**Selected passage**
——————————
First, the U.S. Food and Drug Administration warned us that "Pompeian Imported Extra Light Olive Oil" claimed unsubstantiated health benefits.
It was one of many products the FDA outed for health benefit hyperbole (a category we now will classify under the greed label as HBH).
Now, the University of California, Davis, has taken a deeper look at "extra virgin" olive oil. Researchers reported this week that not only did Pompeian Imported Extra Light fall short in its claims but also 69 percent of the "extra virgin" olive oils they tested did not meet U.S. Department of Agriculture or international standards.
Extra virgin olive oil ranks highest in quality, the researchers noted. It is manufactured without chemicals, is lowest in acidity and offers the best flavor and odor.
Apparently, not all olive oils labeled "extra virgin" qualify to have that title. (Just what we need, another oil problem.)
This comes as olive oil has been touted for its health benefits, including an ability to lower risk of heart disease by reducing the total cholesterol and low-density lipoprotein ("bad") cholesterol in your blood, Mayo Clinic nutritionist Katherine Zeratsky said.
The UC Davis researchers found that the samples failed extra virgin standards because of: "oxidation" due to exposure to elevated temperatures, light and or aging; "adulteration" with cheaper refined oil; and "poor quality" oil made from damaged and overripe olives, processing flaws and/or improper storage.
(Instead of lowering our heart risk, it looks as though someone wants to increase it).
Shauna Johnson, head nutritionist at Wellspring Camps, a therapeutic weight loss program, cautioned that olive oil still contains fat, which can make losing pounds difficult. "You can cook without it. I'm going to say use olive oil spray … and eat whole grains fruits and vegetables."
The reports and thoughts about olive oil are a good wakeup call, in particular as we look at what this popular staple costs.
——————————
**Exercise 1**
Transcribe the part of the olive oil article that opens with the words containing "Shauna Johnson, head" and closes with "popular staple costs.".
**Exercise 2**
Carry on writing the olive oil article from the point where it stops.
The data on this page has no connection to the olive oil article.

**Records**
——————————
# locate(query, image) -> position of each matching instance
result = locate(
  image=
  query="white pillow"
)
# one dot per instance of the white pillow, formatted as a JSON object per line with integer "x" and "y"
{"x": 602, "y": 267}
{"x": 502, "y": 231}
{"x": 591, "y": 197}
——————————
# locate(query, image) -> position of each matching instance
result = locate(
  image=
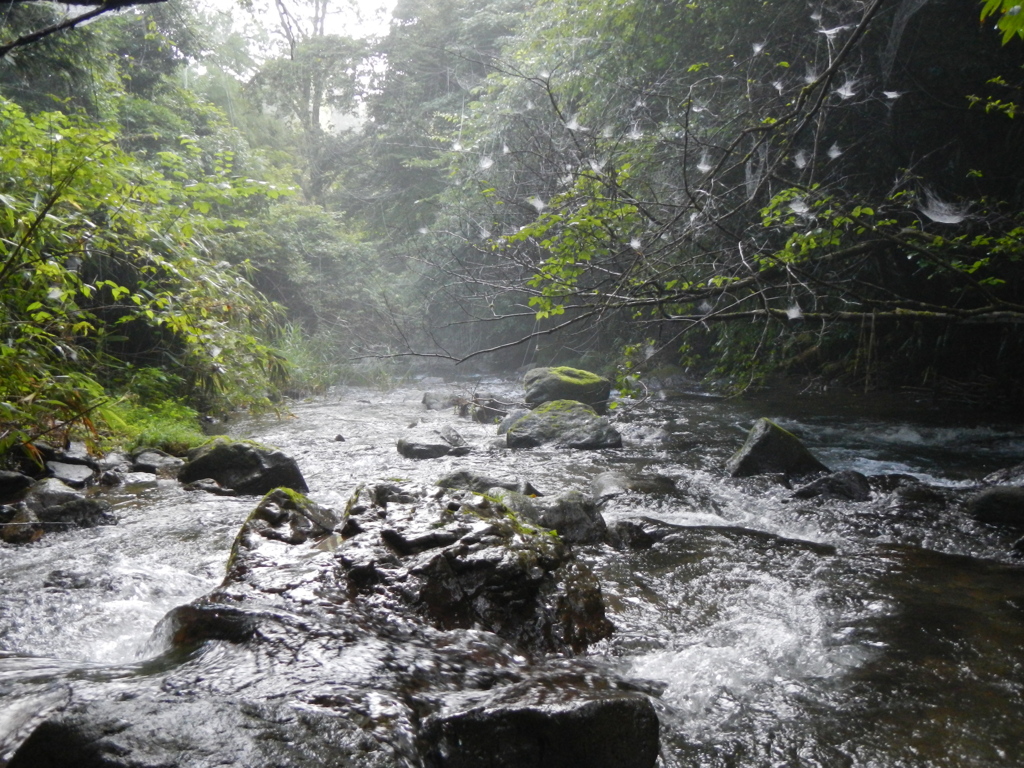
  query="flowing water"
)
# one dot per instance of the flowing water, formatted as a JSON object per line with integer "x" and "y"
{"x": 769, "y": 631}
——————————
**Task answer 1**
Shauna Johnson, head nutritionist at Wellspring Camps, a therapeutic weight loss program, cautioned that olive oil still contains fat, which can make losing pounds difficult. "You can cook without it. I'm going to say use olive oil spray … and eat whole grains fruits and vegetables."
The reports and thoughts about olive oil are a good wakeup call, in particular as we look at what this popular staple costs.

**Task answer 2**
When we consider the price of extra virgin olive oil can run anywhere from $5.49 for a Publix's 17 ounce brand to as much as $14.79 for Colavita's 17 ounce brand at the grocer, it's a bit disconcerting to learn that some of these so-called extra virgin olive oils aren't virgin at all.
The report prompted immediate responses from the olive oil manufacturers.
"We welcome the opportunity to help fund and support any research that exposes defective or adulterated oils wherever they exist — even in our own backyard," said Albert Katz of Katz Olive Oil in California.
For consumers, there are ways to ensure the quality of the olive oil. So here's the Edge, courtesy of Linda Sikorski, head buyer at Market Hall Foods:
• Check the label. Does it say extra virgin olive oil? Is there a harvest or milling date in addition to the "best used" date? Is the harvest date within 12 months? Extra virgin oil is best used within 18 months. Make sure the oil is purchased well in advance of the best used date.
• Check the bottle. Is the bottle dark to cut down on light exposure? Is it on the top shelf and exposed to direct light? Light dramatically shortens shelf life, so look for signs it's been on the shelf too long, such as dust on the bottle.
• Store extra virgin olive oil away from light, air and heat. Use it up once it is open.